* **Source passage**
My favourite example of where things have gone a little adrift is shown in the two screens below. If you're sent an image as an MMS or iMessage, you get one set of options; in the built-in Photos app you get different options.
This illustrates two different issues. On one level, this is just inconsistent execution. But it is also a symptom of an underlying structural problem: iOS lacks a systematic way to think about storing files and using them in different apps, and it lacks a systematic way to think about social. This, of course, reflects history:
- iOS launched before social took off
- It launched with no third party apps
- It made a deliberate (and entirely correct) decision to dump the file system as a source of complexity and confusion
Apple has added apps, bolted on social and bodged on ways to give apps access to files, sort of, but these changes have sometimes come in inconsistent and unsystematic ways. iCloud solves some problems but not others (and has problems of its own). Facebook and Twitter get one-off, hard-coded integrations (as do a couple of Chinese services), but that can only be a temporary solution. Meanwhile fairly normal use cases aren't addressed at all without third-party apps: how should I tell my mother to put a 50 meg PDF on her iPhone for a trip next week? And why did Apple make a beautiful iPad version of iMovie but provide no way at all to get videos shot on your iPhone onto your iPad for you to edit?
In other words, the clear consistent vision from 2007 has had things added on piecemeal, and the core conceptional model of how things work doesn't always hold true any more. A systematic rethink is needed. In the past there's been too much fake leather, too many clever animations, and not alway enough thought given to the user's flow.
The future
On one level, this is housekeeping: tidying up the accumulated additions to iOS since launch and incorporating them into a couple of coherent new UX models. However, it's also rather more important than that. I would hope that Apple is thinking not so much about how to tidy up what it has (and how to plot out out a three or four year roadmap of discrete new features), and rather more about what a competitive mobile OS will need to be in five years time.
I suspect a key part of that, especially for Apple, is how apps and social services on the phone talk to each other and talk to the user, and indeed talk to Siri. Like Google Now, Siri aims to integrate many different services and pieces of data from different places into a single stream. Right now both Siri and Now are flawed and incomplete, though in different ways, but both of them aim to develop a different model of the way you might use your phone - beyond text web search and individual siloed apps, and towards an integrated, helpful interface that gives you what you want. The pseudonymous Counternotions gives a detailed explanation of how this might work here. Key quote:
Being an integral part of iOS and having programmatic access to third party applications on demand, Siri is fully capable of executing a fictional request like:
"Transfer money to purchase two tickets, move receipt to Passbook, alert in own calendar, email wife, and update shared calendar, then text baby sitter to book her, and remind me later."
by translating it into a transactional chain, with bundled and 3rd party apps and services acting upon verbs and nouns
This, of course, brings us back to the beginning: iOS lacks a systematic way to think about how apps talk to each other. Google can relying on collecting and collating all the data itself - Apple needs to lean on third-parties. The obvious short-term solution would be to give them something like Android 'intents', or a shared file store or something. But that, I think, misses the point. The problems we see with apps, and social, and files on iOS are things that evolved over the past 6 years: Apple now needs to think about laying a conceptual framework for how they'll work in the next 5 years.

* **Exercise directions**
According to the passage on iOS design, what three points from its history explain why iOS lacks a systematic approach to files and social? The material that follows plays no part in this exercise.

* **Data section**
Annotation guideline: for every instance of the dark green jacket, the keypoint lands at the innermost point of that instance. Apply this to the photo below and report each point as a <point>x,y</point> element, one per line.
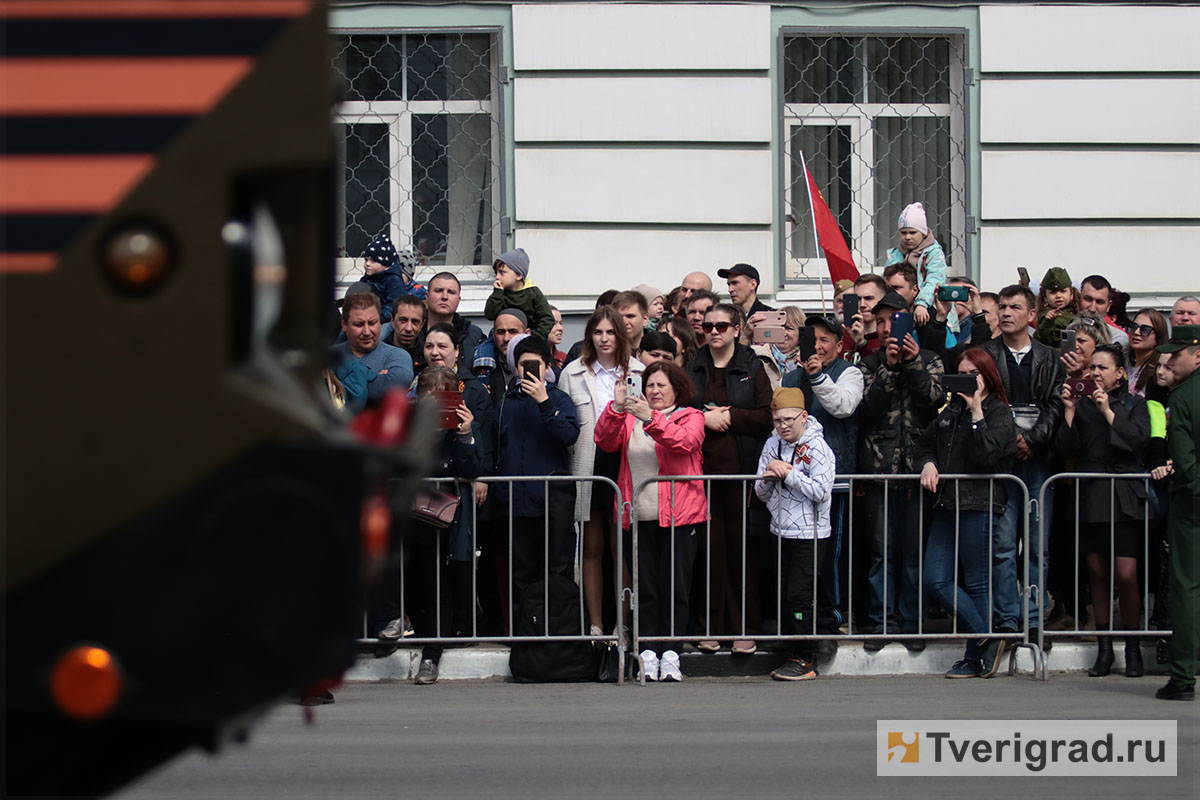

* **Exercise answer**
iOS launched before social took off, it launched with no third-party apps, and it deliberately dropped the file system as a source of complexity and confusion.